Extracted records:
______________________________

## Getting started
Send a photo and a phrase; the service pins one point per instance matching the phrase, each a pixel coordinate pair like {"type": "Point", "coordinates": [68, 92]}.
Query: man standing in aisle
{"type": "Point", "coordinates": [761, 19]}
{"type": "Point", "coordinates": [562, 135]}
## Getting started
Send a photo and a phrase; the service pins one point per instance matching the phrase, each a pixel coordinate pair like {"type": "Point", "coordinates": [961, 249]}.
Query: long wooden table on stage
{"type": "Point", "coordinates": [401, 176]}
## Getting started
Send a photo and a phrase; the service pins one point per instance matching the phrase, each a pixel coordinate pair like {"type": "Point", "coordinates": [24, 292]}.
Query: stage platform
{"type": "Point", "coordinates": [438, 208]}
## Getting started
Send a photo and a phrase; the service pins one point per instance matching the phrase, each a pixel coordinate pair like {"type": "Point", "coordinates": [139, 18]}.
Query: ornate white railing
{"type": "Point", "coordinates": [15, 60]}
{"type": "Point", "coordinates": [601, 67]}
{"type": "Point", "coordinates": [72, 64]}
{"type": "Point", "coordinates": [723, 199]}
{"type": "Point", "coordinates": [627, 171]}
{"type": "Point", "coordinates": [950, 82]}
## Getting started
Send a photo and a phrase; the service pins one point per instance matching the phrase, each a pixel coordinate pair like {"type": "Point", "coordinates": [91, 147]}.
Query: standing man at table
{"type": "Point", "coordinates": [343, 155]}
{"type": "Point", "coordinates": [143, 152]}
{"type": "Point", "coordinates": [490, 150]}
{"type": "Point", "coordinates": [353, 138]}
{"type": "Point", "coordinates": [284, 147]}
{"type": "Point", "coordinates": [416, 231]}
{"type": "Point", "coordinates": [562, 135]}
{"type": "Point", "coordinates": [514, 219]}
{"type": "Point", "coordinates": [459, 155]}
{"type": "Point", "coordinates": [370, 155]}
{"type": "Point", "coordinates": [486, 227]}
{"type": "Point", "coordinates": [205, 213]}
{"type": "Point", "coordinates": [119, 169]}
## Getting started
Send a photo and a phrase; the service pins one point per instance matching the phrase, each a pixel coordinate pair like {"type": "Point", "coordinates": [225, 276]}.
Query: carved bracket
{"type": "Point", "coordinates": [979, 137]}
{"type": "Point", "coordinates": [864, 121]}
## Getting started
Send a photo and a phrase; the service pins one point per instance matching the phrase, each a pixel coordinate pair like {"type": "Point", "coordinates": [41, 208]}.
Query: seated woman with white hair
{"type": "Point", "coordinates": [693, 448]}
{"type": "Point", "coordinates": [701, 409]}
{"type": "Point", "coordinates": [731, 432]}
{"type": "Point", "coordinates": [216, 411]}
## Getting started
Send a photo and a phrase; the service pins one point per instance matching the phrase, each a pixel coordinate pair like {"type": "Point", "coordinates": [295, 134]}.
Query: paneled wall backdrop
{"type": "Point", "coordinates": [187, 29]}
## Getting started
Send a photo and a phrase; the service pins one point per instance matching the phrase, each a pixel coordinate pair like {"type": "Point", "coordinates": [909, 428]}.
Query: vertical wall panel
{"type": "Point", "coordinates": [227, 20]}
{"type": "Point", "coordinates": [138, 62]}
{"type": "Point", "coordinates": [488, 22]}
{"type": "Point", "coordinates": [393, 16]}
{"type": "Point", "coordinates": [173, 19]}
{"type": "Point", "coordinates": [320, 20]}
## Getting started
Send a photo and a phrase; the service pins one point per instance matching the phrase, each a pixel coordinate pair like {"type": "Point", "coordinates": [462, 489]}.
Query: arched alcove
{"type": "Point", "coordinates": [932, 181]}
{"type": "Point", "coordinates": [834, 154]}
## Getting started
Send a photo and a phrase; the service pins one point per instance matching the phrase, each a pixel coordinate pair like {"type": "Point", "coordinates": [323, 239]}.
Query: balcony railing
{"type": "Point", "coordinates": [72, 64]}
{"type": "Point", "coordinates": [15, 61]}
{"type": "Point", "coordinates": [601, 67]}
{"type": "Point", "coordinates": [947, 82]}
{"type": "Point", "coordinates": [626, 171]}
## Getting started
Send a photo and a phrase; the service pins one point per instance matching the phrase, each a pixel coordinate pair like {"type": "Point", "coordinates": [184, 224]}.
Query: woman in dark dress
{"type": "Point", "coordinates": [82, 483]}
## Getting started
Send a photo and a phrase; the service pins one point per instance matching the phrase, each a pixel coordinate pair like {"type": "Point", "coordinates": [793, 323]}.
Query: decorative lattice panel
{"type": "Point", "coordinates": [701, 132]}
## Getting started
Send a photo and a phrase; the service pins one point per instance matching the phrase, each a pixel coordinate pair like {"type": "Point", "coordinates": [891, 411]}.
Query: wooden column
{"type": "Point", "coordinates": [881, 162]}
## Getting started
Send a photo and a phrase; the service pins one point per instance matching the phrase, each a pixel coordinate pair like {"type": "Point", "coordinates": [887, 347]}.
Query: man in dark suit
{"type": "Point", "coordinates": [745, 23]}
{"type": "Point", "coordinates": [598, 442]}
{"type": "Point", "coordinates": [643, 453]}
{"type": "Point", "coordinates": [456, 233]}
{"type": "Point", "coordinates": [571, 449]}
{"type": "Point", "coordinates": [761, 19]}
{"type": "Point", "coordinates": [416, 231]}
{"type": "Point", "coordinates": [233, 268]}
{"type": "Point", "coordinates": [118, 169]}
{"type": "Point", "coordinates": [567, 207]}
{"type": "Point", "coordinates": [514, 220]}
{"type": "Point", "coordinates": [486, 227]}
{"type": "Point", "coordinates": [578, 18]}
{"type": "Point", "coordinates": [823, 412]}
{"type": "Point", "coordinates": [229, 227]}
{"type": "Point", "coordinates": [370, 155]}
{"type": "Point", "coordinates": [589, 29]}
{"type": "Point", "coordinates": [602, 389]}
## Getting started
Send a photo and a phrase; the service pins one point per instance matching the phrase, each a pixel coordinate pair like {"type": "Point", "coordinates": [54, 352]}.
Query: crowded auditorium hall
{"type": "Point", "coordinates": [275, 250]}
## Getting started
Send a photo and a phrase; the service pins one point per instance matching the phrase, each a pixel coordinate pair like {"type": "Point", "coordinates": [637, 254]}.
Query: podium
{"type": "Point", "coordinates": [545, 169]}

______________________________

» Your instructions
Report how many lines of the records above contain the string "woman", treating uppercase and lowercase as distinct. Give only the number.

» Response for this exercise
2